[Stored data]
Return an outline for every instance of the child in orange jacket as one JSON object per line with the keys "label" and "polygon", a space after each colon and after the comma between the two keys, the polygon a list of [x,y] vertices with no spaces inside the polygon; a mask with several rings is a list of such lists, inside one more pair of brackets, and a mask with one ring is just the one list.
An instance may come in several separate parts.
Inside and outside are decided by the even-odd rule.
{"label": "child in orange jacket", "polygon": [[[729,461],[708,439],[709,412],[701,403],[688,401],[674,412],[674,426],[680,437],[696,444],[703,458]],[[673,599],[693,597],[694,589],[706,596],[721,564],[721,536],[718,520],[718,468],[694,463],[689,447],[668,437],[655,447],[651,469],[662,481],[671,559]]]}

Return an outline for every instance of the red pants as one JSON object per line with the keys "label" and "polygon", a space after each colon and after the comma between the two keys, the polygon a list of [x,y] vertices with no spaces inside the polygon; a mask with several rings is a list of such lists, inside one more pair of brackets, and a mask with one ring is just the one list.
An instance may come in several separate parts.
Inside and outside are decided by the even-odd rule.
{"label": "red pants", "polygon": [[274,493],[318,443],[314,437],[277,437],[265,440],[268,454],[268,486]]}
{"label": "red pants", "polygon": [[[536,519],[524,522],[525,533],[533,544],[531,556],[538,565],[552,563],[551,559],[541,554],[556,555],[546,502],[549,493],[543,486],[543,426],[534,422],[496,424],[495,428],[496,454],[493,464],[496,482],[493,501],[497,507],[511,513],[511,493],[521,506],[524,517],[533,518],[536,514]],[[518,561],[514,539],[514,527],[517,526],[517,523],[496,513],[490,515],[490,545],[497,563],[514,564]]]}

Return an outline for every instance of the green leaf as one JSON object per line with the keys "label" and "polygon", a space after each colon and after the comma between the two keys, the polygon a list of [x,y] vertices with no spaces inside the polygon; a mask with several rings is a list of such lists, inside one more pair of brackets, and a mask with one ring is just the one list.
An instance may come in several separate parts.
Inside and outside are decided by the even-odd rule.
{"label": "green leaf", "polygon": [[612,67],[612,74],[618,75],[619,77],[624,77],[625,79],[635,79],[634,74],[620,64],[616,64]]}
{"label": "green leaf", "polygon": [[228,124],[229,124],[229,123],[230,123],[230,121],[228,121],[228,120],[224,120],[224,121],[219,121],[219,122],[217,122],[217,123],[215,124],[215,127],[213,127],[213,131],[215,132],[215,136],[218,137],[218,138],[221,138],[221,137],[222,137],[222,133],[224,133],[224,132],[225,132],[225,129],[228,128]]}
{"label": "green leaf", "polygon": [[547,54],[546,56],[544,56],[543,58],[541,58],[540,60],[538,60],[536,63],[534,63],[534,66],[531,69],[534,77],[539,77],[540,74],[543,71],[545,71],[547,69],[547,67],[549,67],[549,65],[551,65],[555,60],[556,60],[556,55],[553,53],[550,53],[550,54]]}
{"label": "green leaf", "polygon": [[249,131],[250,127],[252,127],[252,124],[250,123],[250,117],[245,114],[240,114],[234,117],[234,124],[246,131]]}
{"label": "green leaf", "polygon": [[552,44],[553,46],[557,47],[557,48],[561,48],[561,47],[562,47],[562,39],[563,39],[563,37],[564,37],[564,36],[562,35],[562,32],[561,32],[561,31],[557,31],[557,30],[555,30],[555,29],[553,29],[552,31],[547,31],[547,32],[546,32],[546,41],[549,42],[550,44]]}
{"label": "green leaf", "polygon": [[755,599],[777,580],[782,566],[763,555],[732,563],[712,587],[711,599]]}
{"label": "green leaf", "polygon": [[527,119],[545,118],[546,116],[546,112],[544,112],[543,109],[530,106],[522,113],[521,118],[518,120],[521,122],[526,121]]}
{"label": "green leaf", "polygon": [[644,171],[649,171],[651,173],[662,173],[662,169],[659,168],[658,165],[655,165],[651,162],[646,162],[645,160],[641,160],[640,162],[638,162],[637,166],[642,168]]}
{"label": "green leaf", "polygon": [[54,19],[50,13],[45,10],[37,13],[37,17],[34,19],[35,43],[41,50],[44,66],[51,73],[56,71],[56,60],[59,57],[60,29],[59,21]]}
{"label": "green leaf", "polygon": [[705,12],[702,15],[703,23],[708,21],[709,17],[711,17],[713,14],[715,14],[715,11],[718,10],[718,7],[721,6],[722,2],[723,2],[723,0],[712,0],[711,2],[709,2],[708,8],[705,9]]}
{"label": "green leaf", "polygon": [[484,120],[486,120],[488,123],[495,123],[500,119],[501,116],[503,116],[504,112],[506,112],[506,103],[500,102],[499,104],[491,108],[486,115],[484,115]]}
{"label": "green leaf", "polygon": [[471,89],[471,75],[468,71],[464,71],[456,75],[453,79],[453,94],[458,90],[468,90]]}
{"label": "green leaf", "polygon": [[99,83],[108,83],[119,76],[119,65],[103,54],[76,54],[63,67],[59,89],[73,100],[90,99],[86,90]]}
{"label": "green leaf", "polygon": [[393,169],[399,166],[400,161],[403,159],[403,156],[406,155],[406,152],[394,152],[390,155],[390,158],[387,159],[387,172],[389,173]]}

> [Your instructions]: State the number of lines in the records that hold the string "such", and add nothing.

> [Task answer]: 3